— Travail demandé —
1) Dans l'article sur la libération du domaine public, énumérez les destinataires auxquels doit être adressé le procès-verbal ou rapport informatif établi à la fin de l'opération de libération.
2) Dupliquez à l'identique, dans l'article sur la libération du domaine public, le passage qui va de « La grande lacune » jusqu'à « ou recours judiciaires. ».
3) Reformulez sous forme de liste plus concise le paragraphe de l'article sur la libération du domaine public qui commence par « L'article 70 précise encore », en conservant ses faits essentiels.

— Extrait à lire —
• • • • • • •
Les lacunes d’application dans l’opération de libération du domaine public et la mise fin à la situation d’occupation

italiatelegraph

 

 

 

* Dr. Abdellah Chanfar

 

 

La grande lacune d’application dans la mise en œuvre de l’article 64 de la loi n°66-12 (promulguée par le Dahir n°1-16-124 du 25 août 2016), relative au contrôle et à la répression des infractions en matière d’urbanisme et de construction, constitue l’une des principales causes:
1. de l’exécution des opérations de libération sans fondement juridique complet (service incomplet, non modificatif de la situation juridique);
2. de la perte du droit de l’administration à recouvrer les frais de déplacement et de démolition ;
3. de l’affaiblissement de la position juridique de l’autorité administrative territoriale face aux moyens de défense ou recours judiciaires.
Cependant, cette situation soulève une question qui, tout en paraissant simple, est d’une profondeur conceptuelle notable :
la lacune d’application dans la documentation des opérations de libération du domaine public révèle-t-elle seulement un déficit dans les mécanismes d’exécution de la loi, ou bien traduit-elle un vide symbolique dans la structure même de l’autorité, un vide qui permet à l’État d’exercer sa présence dans l’espace commun sans mémoire écrite — transformant ainsi la force exécutive en pratique nue, susceptible d’être retournée contre ses agents à travers des plaintes malveillantes ?
I. Le problème juridique tel qu’il se manifeste dans la pratique
L’article 64 stipule explicitement: « … L’autorité administrative locale peut procéder à l’opération de libération d’office et aux frais du contrevenant … »
L’article 70 précise encore: « … Lorsque les travaux consistent en la construction sur une propriété appartenant au domaine public ou privé de l’État ou des collectivités territoriales, ou sur des terres collectives, sans disposer de l’autorisation préalable requise, ou dans une zone non constructible selon les documents d’urbanisme, l’autorité administrative locale doit procéder à la démolition d’office et aux frais du contrevenant.
Cette démolition n’empêche pas l’engagement de l’action publique, ni ne conduit à son extinction si elle est en cours. »
Or, le recouvrement des frais auprès du contrevenant nécessite juridiquement ce qui suit:
* l’établissement immédiat, à la fin de l’opération de libération, d’un procès-verbal ou rapport informatif détaillé, adressé à :
* le gouverneur de la préfecture ou de la province (pour information hiérarchique) ;
* le procureur du Roi près le Tribunal de première instance (si nécessaire) ;
* le président du conseil communal (pour information ou pour requérir un ordre de recouvrement).
Ce rapport doit contenir:
* la qualité du rédacteur (officier de police judiciaire — caïd, pacha, khalifa, etc.) et la description des actions effectuées ;
* la nature de l’infraction ;
* le lieu, l’adresse, la date (grégorienne et hégirienne) et l’heure d’intervention ;
* les moyens mobilisés (main-d’œuvre, bulldozers, camions, outils, etc.) ;
* la quantité de matériel saisi ou retiré ;
* le coût détaillé : main-d’œuvre, transport, matériel ;
* une estimation des dépenses émise par le service technique ou une commission compétente ;
* l’émission subséquente d’un ordre de recouvrement administratif (ordre de recouvrement), puis la transmission aux services internes et financiers, ou au Trésor public le cas échéant.
• • • • • • •
Entrées de données
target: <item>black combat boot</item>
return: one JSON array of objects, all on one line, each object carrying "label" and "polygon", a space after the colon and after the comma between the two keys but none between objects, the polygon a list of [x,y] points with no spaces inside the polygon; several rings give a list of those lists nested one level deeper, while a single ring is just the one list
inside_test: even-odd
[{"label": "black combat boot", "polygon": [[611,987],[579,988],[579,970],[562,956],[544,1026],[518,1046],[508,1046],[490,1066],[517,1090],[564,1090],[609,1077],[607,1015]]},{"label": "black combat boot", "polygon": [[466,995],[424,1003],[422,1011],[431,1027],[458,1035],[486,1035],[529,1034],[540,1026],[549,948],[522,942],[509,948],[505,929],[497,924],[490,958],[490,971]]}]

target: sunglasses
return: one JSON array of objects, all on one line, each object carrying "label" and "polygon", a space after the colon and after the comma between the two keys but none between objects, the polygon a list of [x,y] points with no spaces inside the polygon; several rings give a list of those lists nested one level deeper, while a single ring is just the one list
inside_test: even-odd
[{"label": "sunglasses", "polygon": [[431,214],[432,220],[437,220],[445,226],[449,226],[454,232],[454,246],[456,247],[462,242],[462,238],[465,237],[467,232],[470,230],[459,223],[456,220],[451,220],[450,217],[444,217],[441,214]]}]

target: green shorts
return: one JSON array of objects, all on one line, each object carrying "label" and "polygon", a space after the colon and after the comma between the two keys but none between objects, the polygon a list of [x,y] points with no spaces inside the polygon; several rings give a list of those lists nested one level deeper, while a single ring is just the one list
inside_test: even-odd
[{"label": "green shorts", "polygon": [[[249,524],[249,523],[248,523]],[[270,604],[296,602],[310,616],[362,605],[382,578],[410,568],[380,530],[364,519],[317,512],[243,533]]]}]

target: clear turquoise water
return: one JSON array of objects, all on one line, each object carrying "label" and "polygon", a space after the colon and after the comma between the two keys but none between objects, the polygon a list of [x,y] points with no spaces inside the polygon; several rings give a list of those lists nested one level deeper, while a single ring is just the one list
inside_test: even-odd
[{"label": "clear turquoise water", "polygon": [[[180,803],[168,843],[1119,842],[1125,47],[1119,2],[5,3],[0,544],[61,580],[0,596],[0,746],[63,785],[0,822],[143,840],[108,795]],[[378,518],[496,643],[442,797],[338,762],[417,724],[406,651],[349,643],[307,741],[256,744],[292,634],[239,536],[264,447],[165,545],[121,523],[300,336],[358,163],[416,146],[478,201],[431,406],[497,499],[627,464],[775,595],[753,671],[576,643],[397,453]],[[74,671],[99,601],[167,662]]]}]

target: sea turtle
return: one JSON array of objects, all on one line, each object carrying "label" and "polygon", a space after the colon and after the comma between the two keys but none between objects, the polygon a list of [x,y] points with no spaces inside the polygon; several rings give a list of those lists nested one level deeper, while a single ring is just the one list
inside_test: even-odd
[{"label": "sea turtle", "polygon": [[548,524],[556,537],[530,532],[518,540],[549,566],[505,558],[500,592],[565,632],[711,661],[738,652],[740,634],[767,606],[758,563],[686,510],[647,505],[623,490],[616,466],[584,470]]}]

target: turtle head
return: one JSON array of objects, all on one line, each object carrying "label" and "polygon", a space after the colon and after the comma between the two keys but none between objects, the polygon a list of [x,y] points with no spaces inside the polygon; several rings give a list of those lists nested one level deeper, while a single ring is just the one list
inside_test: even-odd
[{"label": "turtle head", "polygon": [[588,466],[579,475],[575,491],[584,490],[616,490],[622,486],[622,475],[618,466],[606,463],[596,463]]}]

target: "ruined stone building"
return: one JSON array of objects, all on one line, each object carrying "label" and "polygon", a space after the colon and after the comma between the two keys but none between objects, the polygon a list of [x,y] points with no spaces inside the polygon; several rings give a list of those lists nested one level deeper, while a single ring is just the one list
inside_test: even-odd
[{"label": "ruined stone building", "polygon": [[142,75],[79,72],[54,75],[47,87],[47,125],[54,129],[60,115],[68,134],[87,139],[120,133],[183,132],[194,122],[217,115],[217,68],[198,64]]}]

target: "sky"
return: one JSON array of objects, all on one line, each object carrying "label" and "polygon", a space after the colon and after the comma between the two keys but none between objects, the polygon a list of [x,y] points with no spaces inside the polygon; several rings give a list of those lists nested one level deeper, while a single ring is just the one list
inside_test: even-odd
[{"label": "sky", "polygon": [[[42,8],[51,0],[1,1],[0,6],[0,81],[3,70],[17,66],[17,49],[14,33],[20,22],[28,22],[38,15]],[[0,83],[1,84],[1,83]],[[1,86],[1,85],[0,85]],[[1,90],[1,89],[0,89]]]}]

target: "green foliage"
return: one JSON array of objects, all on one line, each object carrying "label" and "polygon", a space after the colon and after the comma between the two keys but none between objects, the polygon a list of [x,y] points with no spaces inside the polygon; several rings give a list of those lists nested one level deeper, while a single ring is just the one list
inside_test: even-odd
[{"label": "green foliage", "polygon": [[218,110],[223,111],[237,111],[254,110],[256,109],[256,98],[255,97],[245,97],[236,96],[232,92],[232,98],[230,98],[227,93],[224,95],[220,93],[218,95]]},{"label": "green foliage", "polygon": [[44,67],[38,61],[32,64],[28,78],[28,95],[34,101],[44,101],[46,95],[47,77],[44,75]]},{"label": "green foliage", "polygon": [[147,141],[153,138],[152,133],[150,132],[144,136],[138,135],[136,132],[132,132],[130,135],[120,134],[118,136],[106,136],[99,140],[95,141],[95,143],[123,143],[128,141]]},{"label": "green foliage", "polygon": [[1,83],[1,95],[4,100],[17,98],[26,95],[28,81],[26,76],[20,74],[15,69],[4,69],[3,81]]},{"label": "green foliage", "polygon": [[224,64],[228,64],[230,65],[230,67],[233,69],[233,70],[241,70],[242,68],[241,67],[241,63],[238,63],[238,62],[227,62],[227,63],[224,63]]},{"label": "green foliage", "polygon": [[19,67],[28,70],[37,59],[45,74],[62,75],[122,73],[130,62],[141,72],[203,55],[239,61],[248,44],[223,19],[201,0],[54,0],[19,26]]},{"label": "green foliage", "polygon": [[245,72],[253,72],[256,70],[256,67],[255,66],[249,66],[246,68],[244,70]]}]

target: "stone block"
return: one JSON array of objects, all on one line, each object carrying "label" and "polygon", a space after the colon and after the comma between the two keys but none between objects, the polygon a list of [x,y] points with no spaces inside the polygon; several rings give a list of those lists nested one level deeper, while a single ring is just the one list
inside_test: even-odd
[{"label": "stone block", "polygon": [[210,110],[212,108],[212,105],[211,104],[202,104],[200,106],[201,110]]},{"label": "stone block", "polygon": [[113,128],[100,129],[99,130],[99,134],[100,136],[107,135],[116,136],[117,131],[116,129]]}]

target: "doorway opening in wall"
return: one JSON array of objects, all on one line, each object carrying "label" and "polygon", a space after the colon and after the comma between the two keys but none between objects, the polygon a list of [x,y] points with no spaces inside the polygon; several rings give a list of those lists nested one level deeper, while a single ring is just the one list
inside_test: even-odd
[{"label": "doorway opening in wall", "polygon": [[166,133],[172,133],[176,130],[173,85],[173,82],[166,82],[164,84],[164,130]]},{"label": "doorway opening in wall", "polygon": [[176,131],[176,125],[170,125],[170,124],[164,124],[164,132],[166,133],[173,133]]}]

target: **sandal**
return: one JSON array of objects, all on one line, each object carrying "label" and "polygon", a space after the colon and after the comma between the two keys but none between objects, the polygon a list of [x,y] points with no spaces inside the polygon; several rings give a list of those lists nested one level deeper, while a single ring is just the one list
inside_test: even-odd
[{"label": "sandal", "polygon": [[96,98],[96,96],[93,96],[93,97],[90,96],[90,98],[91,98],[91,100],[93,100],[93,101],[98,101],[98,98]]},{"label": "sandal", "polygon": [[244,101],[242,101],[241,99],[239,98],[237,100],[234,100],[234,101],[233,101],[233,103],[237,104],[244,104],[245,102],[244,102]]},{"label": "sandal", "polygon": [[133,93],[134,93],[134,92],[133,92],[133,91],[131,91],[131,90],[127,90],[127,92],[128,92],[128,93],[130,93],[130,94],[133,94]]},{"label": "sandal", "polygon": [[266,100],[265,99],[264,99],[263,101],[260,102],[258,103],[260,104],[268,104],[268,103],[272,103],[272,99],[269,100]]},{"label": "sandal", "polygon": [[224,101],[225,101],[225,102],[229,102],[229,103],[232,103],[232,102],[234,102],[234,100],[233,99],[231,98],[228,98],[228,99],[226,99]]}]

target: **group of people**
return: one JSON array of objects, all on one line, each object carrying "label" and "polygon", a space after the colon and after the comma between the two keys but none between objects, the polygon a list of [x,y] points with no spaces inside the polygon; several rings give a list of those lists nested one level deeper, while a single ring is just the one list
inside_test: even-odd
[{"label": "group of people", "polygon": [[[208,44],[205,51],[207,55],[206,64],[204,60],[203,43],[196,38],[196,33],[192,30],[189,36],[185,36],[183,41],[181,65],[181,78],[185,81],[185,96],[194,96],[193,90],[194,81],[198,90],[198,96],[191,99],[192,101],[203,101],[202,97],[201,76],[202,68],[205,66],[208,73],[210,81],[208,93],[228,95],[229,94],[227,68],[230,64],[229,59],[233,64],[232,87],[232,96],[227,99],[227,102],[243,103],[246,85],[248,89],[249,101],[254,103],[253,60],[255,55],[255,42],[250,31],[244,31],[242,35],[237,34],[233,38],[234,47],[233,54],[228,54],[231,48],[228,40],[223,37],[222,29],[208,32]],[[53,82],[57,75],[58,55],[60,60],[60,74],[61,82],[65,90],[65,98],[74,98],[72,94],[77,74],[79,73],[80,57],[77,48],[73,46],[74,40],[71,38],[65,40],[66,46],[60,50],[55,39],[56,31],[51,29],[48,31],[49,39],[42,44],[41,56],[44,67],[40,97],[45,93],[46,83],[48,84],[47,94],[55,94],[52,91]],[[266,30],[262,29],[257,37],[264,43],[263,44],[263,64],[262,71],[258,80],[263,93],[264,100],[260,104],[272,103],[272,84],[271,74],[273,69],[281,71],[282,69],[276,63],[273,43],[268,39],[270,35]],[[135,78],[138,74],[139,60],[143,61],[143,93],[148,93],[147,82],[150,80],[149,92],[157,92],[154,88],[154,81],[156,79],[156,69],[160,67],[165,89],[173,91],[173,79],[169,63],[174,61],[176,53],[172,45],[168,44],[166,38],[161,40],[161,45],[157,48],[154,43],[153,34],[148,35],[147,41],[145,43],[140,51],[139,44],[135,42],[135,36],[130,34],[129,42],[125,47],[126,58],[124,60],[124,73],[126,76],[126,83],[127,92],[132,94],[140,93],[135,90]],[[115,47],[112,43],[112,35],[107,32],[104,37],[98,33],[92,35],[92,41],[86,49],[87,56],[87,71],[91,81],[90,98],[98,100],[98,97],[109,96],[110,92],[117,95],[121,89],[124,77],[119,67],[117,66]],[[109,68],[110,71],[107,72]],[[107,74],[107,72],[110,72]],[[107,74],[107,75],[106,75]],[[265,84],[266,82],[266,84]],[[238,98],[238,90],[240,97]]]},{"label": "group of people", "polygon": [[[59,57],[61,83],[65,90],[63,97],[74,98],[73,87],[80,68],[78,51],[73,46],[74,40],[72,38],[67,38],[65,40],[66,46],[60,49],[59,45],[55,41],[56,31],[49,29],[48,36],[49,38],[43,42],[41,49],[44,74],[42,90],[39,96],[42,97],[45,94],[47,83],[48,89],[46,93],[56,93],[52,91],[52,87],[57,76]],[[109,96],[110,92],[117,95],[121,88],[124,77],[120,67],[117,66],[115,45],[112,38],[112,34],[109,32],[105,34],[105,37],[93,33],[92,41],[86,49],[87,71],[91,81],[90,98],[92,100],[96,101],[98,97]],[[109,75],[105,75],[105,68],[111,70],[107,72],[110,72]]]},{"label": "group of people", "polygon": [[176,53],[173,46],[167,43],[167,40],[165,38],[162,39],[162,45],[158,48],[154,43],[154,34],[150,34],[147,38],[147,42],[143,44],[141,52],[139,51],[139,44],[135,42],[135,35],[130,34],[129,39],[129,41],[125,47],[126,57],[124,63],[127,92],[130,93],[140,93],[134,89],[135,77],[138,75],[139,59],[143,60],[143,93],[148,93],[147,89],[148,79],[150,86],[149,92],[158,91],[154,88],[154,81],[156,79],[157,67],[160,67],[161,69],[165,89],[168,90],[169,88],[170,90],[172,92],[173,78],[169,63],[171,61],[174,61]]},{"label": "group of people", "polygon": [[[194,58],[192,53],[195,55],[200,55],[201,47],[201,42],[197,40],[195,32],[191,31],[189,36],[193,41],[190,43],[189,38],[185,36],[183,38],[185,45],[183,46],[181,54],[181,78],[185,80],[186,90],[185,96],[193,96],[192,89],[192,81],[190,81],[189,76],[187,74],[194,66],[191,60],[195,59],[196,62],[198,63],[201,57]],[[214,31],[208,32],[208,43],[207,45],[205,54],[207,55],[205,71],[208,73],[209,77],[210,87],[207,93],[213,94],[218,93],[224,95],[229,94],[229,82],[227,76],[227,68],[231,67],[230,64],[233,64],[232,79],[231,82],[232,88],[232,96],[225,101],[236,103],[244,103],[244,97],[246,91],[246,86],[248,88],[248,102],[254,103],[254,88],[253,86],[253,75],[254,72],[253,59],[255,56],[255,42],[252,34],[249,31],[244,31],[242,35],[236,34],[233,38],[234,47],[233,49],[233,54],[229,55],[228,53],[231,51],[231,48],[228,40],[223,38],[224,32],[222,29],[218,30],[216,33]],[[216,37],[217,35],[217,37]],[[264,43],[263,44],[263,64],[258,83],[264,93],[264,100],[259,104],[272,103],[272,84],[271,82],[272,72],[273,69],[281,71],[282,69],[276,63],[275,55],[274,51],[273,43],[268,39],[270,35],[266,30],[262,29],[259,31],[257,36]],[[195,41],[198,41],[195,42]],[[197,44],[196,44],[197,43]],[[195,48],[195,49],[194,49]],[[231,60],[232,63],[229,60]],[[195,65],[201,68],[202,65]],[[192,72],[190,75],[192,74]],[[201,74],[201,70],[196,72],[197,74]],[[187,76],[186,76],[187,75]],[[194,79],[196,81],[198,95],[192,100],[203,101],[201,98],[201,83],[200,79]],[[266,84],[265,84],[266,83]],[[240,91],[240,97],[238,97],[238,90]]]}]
• • • • • • •
— Réponses —
1)
- le gouverneur de la préfecture ou de la province (pour information hiérarchique)
- le procureur du Roi près le Tribunal de première instance (si nécessaire)
- le président du conseil communal (pour information ou pour requérir un ordre de recouvrement)

2)
La grande lacune d’application dans la mise en œuvre de l’article 64 de la loi n°66-12 (promulguée par le Dahir n°1-16-124 du 25 août 2016), relative au contrôle et à la répression des infractions en matière d’urbanisme et de construction, constitue l’une des principales causes:
1. de l’exécution des opérations de libération sans fondement juridique complet (service incomplet, non modificatif de la situation juridique);
2. de la perte du droit de l’administration à recouvrer les frais de déplacement et de démolition ;
3. de l’affaiblissement de la position juridique de l’autorité administrative territoriale face aux moyens de défense ou recours judiciaires.

3)
Selon l'article 70, l'autorité administrative locale doit démolir d'office, aux frais du contrevenant, les constructions édifiées :
- sans l'autorisation préalable requise, sur une propriété du domaine public ou privé de l'État ou des collectivités territoriales ;
- sans cette autorisation, sur des terres collectives ;
- dans une zone non constructible selon les documents d'urbanisme.